VORLIEGENDER AUSZUG:
----------

Die Götter sind das Bleibende. Nach wie vor umschweben sie ihre Wohnstätten auf den Hügeln und verbreiten stille Andacht in dem Dämmer ihrer Haine, vielleicht gerade weil sie ohne Form und Substanz sind. Ihre Altäre fallen selten der Vergessenheit anheim wie die Wohnstätten der Menschen. Aber jeder Shintotempel muß unbedingt in kürzeren oder längeren Intervallen umgebaut und das Allerheiligste, der Schrein der Isé, nach altem Gebot alle zwanzig Jahre niedergerissen werden. Sein Holz wird in Tausenden von kleinen Amuletten an die Pilger verteilt.

Der Buddhismus mit seiner Lehre von der Unbeständigkeit alles Seins kam aus dem arischen Indien über China nach Japan.

Die Erbauer der ersten buddhistischen Tempel in Japan gehörten einer anderen Rasse an und bauten gediegen: dafür zeugen die chinesischen Bauten in Kamakura, die so viele Jahrhunderte überdauert haben, während von der großen Stadt, die sie einst umgab, keine Spur zurückgeblieben ist. Aber der psychologische Einfluß des Buddhismus war nicht geeignet, in irgend einem Lande Schätzung materieller Stabilität aufkommen zu lassen. Die Lehre, daß das Weltall eine Illusion, das Leben nur eine flüchtige Episode einer unendlichen Reise sei, daß man jede Anhänglichkeit an Menschen, Orte und Dinge mit Kummer und Leiden bezahlen müsse, daß nur Unterdrückung jedes Wunsches – selbst des Wunsches nach Nirvana, – der Menschheit zum ewigen Frieden verhelfen könne, harmonierte sicherlich mit dem alten Rasseempfinden. Obgleich die breiten Massen des Volkes nie in die tiefere Philosophie des fremden Glaubens eindrangen, muß seine Lehre von der Wandelbarkeit aller Dinge im Verlaufe der Zeit doch den nationalen Charakter tief beeinflußt haben. Sie erklärte und tröstete, sie verlieh die Kraft, alles Ungemach tapfer zu ertragen, sie stählte jene Geduld, die ein Charakterzug der Rasse ist. Selbst in der Kunst, die der buddhistische Einfluß entwickelt – wenn nicht gar geschaffen – hat, hat die Lehre der Vergänglichkeit ihre Spuren hinterlassen. Der Buddhismus lehrt, die Welt sei ein Traum, eine Illusion, eine Phantasmagorie; aber er lehrte auch die Menschen, die vorübereilenden Eindrücke dieses Traumes zu erfassen, und sie in Beziehung zu der höchsten Wahrheit zu deuten. Und sie waren gelehrige Schüler. In der strahlenden Pracht der Blütenentfaltung des Lenzes, in den wechselnden Jahreszeiten, in dem Purpur des welkenden Herbstlaubes, in der geisterhaften Schönheit des Schnees, in dem phantastisch geheimnisvollen Wallen der Fluten und Wolken, erblickten sie alte Parabeln von ewiger Bedeutung. Selbst ihr Unglück, – Feuersbrünste, Überschwemmungen, Erdbeben, Pest – kündete ihnen stets wieder die Lehre des ewigen Vergehens.

----------

ANGEZEIGTE DATEN:
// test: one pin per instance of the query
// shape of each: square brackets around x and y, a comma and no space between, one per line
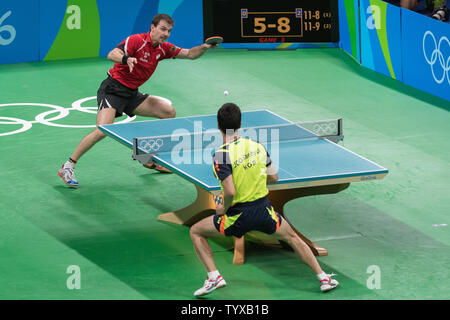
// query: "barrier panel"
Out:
[426,54]
[19,31]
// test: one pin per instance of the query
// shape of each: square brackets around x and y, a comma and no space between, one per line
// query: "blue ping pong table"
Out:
[308,162]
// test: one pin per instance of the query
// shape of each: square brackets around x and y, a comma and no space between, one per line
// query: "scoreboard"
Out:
[258,21]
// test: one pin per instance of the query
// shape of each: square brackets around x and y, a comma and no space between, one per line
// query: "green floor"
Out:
[108,227]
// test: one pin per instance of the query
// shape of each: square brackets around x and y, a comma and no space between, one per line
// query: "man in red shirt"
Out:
[136,58]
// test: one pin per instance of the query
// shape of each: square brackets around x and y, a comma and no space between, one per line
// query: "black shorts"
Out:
[241,218]
[113,94]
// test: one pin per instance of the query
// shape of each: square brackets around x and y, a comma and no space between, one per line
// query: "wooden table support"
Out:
[205,205]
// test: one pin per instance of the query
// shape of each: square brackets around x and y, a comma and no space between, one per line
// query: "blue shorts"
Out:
[241,218]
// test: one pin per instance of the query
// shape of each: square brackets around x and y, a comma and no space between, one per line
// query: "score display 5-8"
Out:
[272,21]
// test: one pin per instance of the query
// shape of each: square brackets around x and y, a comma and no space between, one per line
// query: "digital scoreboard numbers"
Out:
[261,21]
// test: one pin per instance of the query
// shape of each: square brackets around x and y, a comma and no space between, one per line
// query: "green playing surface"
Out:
[108,227]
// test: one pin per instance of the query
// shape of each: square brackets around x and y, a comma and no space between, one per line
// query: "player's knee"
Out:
[193,231]
[171,112]
[98,134]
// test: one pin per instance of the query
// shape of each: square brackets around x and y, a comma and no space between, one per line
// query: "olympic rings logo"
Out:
[45,119]
[437,54]
[150,145]
[325,129]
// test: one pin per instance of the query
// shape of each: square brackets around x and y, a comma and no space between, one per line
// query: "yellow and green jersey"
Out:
[247,162]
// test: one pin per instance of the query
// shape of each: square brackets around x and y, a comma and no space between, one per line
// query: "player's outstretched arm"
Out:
[117,55]
[195,52]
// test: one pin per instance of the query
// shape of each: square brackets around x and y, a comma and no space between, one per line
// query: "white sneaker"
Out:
[210,285]
[68,175]
[328,284]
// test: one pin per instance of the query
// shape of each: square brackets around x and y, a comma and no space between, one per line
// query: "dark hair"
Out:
[162,16]
[229,117]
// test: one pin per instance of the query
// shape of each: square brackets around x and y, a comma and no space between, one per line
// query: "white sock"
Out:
[322,276]
[213,275]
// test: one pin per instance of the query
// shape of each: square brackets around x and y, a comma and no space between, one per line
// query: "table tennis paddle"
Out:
[214,40]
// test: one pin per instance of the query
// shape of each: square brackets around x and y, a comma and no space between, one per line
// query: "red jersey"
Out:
[140,47]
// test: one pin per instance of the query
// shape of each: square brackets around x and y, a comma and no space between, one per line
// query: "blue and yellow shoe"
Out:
[68,175]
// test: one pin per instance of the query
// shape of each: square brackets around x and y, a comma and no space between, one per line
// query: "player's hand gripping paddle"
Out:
[214,40]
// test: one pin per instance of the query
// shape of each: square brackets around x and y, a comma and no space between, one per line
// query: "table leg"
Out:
[278,198]
[202,207]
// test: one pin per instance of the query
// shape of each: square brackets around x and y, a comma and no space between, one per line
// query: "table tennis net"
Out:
[182,140]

----------

AUFGABE 1:
Ersetze im Auszug über Shinto und Buddhismus „Pilger“ durch „Wallfahrer“ und gib dabei den Abschnitt von „Die Götter sind“ bis einschließlich „die Pilger verteilt.“ wieder.
AUFGABE 2:
Beantworte zum Auszug über Shinto und Buddhismus folgende Fragen:
(a) In welchem Abstand muss der Schrein der Isé nach altem Gebot niedergerissen werden?
(b) Auf welchem Weg gelangte der Buddhismus nach Japan?
(c) Welche Bauten belegen, dass die Erbauer der ersten buddhistischen Tempel in Japan gediegen bauten?
AUFGABE 3:
Führe den Auszug über Shinto und Buddhismus in Japan im Anschluss an seinen letzten Satz fort.

AUSGABE 1:
Die Götter sind das Bleibende. Nach wie vor umschweben sie ihre Wohnstätten auf den Hügeln und verbreiten stille Andacht in dem Dämmer ihrer Haine, vielleicht gerade weil sie ohne Form und Substanz sind. Ihre Altäre fallen selten der Vergessenheit anheim wie die Wohnstätten der Menschen. Aber jeder Shintotempel muß unbedingt in kürzeren oder längeren Intervallen umgebaut und das Allerheiligste, der Schrein der Isé, nach altem Gebot alle zwanzig Jahre niedergerissen werden. Sein Holz wird in Tausenden von kleinen Amuletten an die Wallfahrer verteilt.

AUSGABE 2:
(a) Alle zwanzig Jahre.
(b) Aus dem arischen Indien über China.
(c) Die chinesischen Bauten in Kamakura.

AUSGABE 3:
Was in der Zeitlichkeit lebt, muß vergehen. Die Wälder, die Berge – alle Dinge. Der sterblichen Zeit verfällt alles, was wünscht.

Die Sonne und der Mond, Sakra selbst, mit seinem Trabantengefolge, alle werden sie ausnahmslos vergehen; da ist nicht einer, der bestehen wird.

Im Anfange waren alle Dinge miteinander verbunden, – später trennten sie sich wieder: Neue Zusammensetzungen geben neuen Substanzen Ursprung, denn in der Natur gibt es keinen einheitlichen, bestehenden Grundstoff.

Alle zusammengesetzten Dinge müssen altern; unbeständig sind alle zusammengesetzten Dinge. Bis zum kleinsten Sesamkörnchen gibt es keine Zusammensetzung, die beständig wäre. Alles ist vergänglich. Angeborene Sterblichkeit haftet allen Dingen an.

Alle zusammengesetzten Dinge sind ausnahmslos unbeständig, unsicher, wertlos, vergänglich, zerfallend; sie sind zufällig wie Spiegelbilder, wie Traumgesichte, wie Schaum ... So wie alle irdischen Tongefäße schließlich in Scherben zersplittern, so endet auch das Leben der Menschen.

Und ein Glaube an das Dasein der Materie ist sinnlos und unmöglich auszudrücken, er ist weder ein Ding noch ein Unding: und das wissen auch Kinder und unkundige Menschen.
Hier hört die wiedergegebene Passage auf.